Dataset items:
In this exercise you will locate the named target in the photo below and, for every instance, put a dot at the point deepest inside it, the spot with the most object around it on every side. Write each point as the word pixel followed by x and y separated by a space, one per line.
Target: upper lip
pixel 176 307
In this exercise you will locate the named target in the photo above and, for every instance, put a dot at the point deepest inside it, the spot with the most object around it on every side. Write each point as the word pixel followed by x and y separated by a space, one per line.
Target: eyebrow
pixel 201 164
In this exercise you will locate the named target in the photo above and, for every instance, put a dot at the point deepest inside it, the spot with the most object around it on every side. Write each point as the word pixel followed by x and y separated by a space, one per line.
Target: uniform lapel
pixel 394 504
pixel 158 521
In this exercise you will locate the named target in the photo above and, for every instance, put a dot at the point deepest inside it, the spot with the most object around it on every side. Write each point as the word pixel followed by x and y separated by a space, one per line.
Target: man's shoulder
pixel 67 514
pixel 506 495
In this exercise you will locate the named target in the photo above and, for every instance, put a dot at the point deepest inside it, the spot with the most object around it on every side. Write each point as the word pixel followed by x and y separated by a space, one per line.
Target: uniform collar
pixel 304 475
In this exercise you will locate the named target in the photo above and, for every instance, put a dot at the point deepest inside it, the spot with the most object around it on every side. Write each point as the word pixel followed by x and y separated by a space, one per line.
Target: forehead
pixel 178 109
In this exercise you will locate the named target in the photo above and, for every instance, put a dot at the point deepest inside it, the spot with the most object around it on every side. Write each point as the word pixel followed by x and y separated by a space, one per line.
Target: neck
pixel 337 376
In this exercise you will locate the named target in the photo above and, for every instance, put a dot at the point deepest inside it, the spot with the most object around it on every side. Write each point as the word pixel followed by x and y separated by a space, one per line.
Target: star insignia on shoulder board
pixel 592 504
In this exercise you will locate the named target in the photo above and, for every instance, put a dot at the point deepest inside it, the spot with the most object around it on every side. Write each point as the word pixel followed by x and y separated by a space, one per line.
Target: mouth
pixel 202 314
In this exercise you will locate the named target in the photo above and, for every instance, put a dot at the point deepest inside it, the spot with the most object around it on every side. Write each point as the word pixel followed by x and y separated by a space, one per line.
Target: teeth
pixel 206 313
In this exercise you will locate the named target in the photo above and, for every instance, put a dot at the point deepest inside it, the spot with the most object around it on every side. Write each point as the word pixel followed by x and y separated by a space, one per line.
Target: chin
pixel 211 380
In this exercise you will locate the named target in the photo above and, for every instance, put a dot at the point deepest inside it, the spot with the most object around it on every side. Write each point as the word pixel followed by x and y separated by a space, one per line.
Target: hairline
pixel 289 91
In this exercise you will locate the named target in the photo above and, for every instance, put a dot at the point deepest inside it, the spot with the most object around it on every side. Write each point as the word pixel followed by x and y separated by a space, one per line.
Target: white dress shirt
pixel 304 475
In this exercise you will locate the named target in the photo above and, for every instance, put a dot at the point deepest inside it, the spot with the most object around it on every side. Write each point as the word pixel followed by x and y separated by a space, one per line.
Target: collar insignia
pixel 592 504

* [WORK TO COMPLETE]: Write out the data again in full. Match it exactly.

* [TASK RESULT]:
In this exercise you will locate the named target in the photo below and, for every instance, put a dot at the point deepest inside it, the spot with the most object around it on every side. Write each point as the word pixel followed by x and y separated by a space, one per line.
Target: upper lip
pixel 176 307
In this exercise you will locate the named target in the photo above and, for every instance, put a dot at the point deepest inside it, the spot with the most object around it on every side. Write each point as the word pixel followed by x and y separated by a space, one per line.
Target: eyebrow
pixel 201 164
In this exercise you will locate the named target in the photo above and, for every instance, put a dot at the point deepest inside it, the spot with the most object around it on every side. Write each point as the word pixel followed by x and y separated by a space, one per line.
Target: uniform lapel
pixel 394 504
pixel 158 521
In this exercise you will locate the named target in the photo above and, for every instance, put a dot at the point deepest inside it, the spot with the most object around it on every side. Write each point as the word pixel followed by x and y separated by a space, one per line.
Target: man's shoulder
pixel 67 514
pixel 506 495
In this exercise you will locate the named target in the photo above and, for every instance, put a dot at the point deepest inside it, the spot with the most object around it on every side. Write each point as the word pixel followed by x and y separated by a space, one per line.
Target: uniform collar
pixel 304 475
In this exercise you will locate the named target in the photo above and, for every instance, put a dot at the point deepest inside it, the spot with the most object around it on every side. Write each point as the word pixel followed by x and y separated by a space, one per line.
Target: forehead
pixel 178 109
In this exercise you will locate the named target in the photo above and, for every instance, put a dot at the point deepest inside it, the spot with the most object around it on every side. Write each point as the word pixel followed by x and y separated by a space, one per line.
Target: neck
pixel 337 376
In this exercise you will locate the named target in the photo above and, for every instance, put a dot at the point deepest inside it, the spot with the most object around it on every side. Write each point as the word pixel followed by x and y separated by a space, one per line.
Target: star insignia on shoulder board
pixel 592 504
In this exercise you will locate the named target in the photo above and, for every instance, put a dot at the point deepest inside it, the spot with the most object around it on every side. Write each point as the word pixel followed by x and y separated by a space, one per line.
Target: mouth
pixel 202 314
In this exercise you will locate the named target in the photo above and, for every instance, put a dot at the point deepest inside it, the spot with the most object around it on every side. Write each point as the word pixel followed by x and y separated by a space, one per line.
Target: teeth
pixel 206 313
In this exercise you will locate the named target in the photo above and, for every instance, put a dot at the point deepest inside it, the spot with the most object around it on every side. Write each point as the word pixel followed by x and y separated by a space, one per line.
Target: chin
pixel 211 380
In this exercise you will locate the named target in the photo above and, for every instance, put a dot at the point deepest inside it, the spot with the most object around it on every side. Write each point as the word pixel followed by x and y separated by a space, one per line.
Target: hairline
pixel 289 91
In this exercise you will locate the named target in the photo above and, for every instance, put a dot at the point deepest inside it, the spot with the most object around it on every side. Write each point as the word pixel followed by x and y separated by a space, one per line.
Target: white dress shirt
pixel 304 475
In this exercise you will locate the named target in the photo above and, for every instance, put a dot at the point deepest inside it, the spot with the most object around it on every side. Write each point as the word pixel followed by x and y separated by a space, one per line.
Target: collar insignia
pixel 592 504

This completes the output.